→ **Task description**
Starting from the line containing "white in this photo, one line per instance.", write out the rest of the entries exactly, through the final line, including nothing else.

[begin Source records]

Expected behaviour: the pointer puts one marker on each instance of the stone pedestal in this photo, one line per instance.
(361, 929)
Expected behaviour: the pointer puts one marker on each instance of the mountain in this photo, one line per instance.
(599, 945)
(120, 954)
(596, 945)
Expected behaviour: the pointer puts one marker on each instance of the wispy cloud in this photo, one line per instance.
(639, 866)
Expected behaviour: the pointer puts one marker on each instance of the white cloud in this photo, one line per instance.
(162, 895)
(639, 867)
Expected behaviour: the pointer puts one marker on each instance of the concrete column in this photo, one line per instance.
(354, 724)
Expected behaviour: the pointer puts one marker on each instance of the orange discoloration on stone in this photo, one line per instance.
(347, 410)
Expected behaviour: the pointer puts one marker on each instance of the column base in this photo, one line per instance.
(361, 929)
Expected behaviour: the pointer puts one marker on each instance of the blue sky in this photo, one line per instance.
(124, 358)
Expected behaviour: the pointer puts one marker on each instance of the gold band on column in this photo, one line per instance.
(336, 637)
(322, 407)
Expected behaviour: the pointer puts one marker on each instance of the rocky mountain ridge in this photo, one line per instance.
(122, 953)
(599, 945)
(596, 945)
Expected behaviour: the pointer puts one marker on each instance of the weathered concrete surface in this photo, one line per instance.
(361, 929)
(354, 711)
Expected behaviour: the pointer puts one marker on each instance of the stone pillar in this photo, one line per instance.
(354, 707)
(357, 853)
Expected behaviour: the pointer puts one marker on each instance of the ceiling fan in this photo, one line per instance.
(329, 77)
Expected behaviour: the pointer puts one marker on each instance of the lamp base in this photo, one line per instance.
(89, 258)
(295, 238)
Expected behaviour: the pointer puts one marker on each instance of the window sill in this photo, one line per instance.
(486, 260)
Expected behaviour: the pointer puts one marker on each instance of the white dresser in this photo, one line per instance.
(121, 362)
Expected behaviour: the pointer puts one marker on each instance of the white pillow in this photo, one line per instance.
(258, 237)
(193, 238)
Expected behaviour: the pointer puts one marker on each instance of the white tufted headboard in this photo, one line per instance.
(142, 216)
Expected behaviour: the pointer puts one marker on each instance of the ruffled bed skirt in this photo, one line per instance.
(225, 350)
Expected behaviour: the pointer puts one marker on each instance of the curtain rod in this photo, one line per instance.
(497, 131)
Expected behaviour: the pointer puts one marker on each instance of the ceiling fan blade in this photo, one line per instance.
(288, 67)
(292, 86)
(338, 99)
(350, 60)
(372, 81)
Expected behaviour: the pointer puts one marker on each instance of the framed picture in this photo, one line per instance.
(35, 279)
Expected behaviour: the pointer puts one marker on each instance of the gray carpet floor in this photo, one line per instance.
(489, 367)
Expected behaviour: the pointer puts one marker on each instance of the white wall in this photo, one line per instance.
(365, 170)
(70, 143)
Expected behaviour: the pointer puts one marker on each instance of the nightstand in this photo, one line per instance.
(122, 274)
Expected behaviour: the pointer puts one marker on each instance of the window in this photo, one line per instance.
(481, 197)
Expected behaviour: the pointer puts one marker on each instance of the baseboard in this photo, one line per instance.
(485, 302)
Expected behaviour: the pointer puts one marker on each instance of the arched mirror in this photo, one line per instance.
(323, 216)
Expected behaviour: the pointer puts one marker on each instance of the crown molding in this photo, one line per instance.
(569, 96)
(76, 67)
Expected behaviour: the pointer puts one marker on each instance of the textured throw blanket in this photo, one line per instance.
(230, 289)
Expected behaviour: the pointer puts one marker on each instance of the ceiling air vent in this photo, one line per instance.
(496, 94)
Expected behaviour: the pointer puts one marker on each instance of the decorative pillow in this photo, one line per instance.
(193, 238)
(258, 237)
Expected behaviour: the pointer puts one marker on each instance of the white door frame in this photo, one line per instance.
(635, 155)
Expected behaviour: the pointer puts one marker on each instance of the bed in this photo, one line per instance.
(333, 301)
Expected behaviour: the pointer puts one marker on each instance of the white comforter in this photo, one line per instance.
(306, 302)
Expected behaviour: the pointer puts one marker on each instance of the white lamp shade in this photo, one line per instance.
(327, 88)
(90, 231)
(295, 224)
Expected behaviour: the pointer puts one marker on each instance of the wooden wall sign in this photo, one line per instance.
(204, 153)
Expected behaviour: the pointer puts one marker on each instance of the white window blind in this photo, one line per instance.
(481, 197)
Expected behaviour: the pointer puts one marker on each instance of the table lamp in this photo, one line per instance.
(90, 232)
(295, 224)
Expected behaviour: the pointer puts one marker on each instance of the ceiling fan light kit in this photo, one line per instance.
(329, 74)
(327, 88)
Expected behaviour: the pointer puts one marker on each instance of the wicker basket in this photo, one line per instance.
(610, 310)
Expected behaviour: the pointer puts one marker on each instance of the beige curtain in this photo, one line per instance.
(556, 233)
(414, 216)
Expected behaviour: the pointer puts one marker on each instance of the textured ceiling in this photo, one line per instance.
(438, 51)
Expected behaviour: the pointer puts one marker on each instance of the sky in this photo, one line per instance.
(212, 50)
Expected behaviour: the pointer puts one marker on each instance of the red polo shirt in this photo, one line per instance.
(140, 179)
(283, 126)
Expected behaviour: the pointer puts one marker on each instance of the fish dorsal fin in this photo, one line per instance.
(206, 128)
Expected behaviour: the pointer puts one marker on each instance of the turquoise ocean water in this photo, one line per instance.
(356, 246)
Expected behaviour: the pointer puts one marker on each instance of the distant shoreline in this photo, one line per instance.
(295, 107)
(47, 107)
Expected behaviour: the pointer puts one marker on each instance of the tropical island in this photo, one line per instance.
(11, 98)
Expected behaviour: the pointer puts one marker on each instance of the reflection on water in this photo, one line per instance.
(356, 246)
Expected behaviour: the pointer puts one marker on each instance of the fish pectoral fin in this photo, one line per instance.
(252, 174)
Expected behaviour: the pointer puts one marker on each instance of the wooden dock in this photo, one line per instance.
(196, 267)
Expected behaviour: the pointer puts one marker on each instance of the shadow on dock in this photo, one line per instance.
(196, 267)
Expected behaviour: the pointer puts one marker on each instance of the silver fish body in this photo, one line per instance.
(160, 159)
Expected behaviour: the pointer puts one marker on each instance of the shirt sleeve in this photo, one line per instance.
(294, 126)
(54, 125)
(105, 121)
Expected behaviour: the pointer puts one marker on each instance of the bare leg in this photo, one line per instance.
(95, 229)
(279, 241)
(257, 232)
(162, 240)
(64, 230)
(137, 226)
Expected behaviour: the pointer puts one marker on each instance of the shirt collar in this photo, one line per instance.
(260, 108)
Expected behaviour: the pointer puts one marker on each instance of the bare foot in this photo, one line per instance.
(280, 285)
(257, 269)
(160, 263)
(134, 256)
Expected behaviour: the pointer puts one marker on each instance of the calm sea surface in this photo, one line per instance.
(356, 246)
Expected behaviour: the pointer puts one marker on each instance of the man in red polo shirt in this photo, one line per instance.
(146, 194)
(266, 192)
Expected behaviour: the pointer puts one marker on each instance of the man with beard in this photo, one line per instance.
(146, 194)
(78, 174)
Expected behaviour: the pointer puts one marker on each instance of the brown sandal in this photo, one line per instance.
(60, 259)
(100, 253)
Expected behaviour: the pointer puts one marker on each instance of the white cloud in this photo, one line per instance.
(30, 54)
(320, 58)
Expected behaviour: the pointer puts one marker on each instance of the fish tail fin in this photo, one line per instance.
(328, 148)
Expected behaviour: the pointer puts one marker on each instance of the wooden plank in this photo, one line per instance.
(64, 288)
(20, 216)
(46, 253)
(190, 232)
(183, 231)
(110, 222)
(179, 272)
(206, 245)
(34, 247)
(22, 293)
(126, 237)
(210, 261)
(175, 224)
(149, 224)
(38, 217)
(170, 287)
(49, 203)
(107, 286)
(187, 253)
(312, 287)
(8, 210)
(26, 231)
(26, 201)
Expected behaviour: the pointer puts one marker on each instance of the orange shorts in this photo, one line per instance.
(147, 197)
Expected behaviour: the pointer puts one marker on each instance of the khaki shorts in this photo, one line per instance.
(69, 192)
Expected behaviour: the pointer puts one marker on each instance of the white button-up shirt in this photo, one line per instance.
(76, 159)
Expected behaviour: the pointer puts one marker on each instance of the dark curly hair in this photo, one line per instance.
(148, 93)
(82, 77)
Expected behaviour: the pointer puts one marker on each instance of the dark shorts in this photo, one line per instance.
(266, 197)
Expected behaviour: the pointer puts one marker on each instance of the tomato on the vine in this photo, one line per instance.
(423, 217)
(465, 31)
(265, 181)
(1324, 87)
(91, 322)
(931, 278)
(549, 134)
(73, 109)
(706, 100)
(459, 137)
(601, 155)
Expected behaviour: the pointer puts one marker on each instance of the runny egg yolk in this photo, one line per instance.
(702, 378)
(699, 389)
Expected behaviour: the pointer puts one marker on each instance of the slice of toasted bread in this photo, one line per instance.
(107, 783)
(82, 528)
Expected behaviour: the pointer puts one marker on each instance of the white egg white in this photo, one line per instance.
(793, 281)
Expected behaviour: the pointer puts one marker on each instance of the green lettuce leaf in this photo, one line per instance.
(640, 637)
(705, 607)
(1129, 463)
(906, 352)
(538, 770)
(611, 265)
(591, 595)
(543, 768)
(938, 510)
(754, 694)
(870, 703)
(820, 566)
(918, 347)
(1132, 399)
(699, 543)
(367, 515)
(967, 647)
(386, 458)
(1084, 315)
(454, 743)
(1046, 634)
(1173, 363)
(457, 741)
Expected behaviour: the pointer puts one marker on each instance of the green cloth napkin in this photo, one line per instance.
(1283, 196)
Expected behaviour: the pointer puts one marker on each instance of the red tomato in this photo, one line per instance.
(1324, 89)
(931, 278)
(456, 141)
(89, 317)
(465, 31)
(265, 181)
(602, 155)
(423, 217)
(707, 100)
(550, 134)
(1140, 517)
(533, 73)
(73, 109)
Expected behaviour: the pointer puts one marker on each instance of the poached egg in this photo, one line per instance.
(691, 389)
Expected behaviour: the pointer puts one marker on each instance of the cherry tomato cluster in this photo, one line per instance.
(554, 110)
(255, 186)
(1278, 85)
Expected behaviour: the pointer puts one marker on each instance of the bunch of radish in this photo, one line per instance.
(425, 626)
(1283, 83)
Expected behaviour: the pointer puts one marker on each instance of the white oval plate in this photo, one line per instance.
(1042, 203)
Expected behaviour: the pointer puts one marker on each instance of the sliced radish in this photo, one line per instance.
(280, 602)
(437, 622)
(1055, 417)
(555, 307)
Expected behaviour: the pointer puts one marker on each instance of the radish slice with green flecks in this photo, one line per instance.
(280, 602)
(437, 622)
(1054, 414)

[end Source records]

→ **Answer below**
Expected behaviour: the pointer puts one marker on each instance of the white egg white in this photo, one line per instance.
(793, 281)
Expected behaviour: the pointer puts one marker on each instance of the green lettuce leaf in this photo, one line per instance.
(640, 637)
(705, 607)
(1129, 463)
(906, 352)
(538, 770)
(611, 265)
(591, 595)
(543, 768)
(938, 510)
(754, 694)
(870, 703)
(820, 566)
(918, 347)
(1132, 399)
(699, 543)
(367, 515)
(967, 647)
(386, 458)
(1084, 315)
(454, 743)
(1046, 634)
(1173, 363)
(457, 741)
Expected behaviour: the pointer puts one marker on each instance of the green cloth napkin in this photo, one line per instance.
(1283, 196)
Expected behaviour: the pointer puts one marker on each instance of the red tomato in this photo, one line per instance.
(1324, 89)
(931, 278)
(456, 141)
(89, 317)
(465, 31)
(265, 181)
(602, 155)
(423, 217)
(707, 100)
(550, 134)
(1140, 517)
(533, 73)
(73, 109)
Expected behaviour: the pointer puts one marker on each instance of the poached egg in this photo, one line per instance.
(691, 389)
Expected behaviour: the pointer puts one marker on each instance of the cherry tomato cluster in this photo, one line per instance.
(554, 110)
(255, 186)
(1278, 85)
Expected behaviour: the pointer puts one marker on each instance of the bunch of radish in this photo, one line per instance.
(425, 626)
(1283, 83)
Expected behaviour: the pointer puts one marker on each instance of the white oval plate in this photo, one line per instance.
(1042, 203)
Expected behaviour: the pointer puts one marker on each instance of the sliced radish in this photo, one line per instance.
(280, 602)
(437, 622)
(1055, 417)
(555, 307)
Expected behaviour: the pointer puts one marker on each instance of the radish slice with green flecks in this photo, one line per instance.
(280, 602)
(437, 622)
(1054, 414)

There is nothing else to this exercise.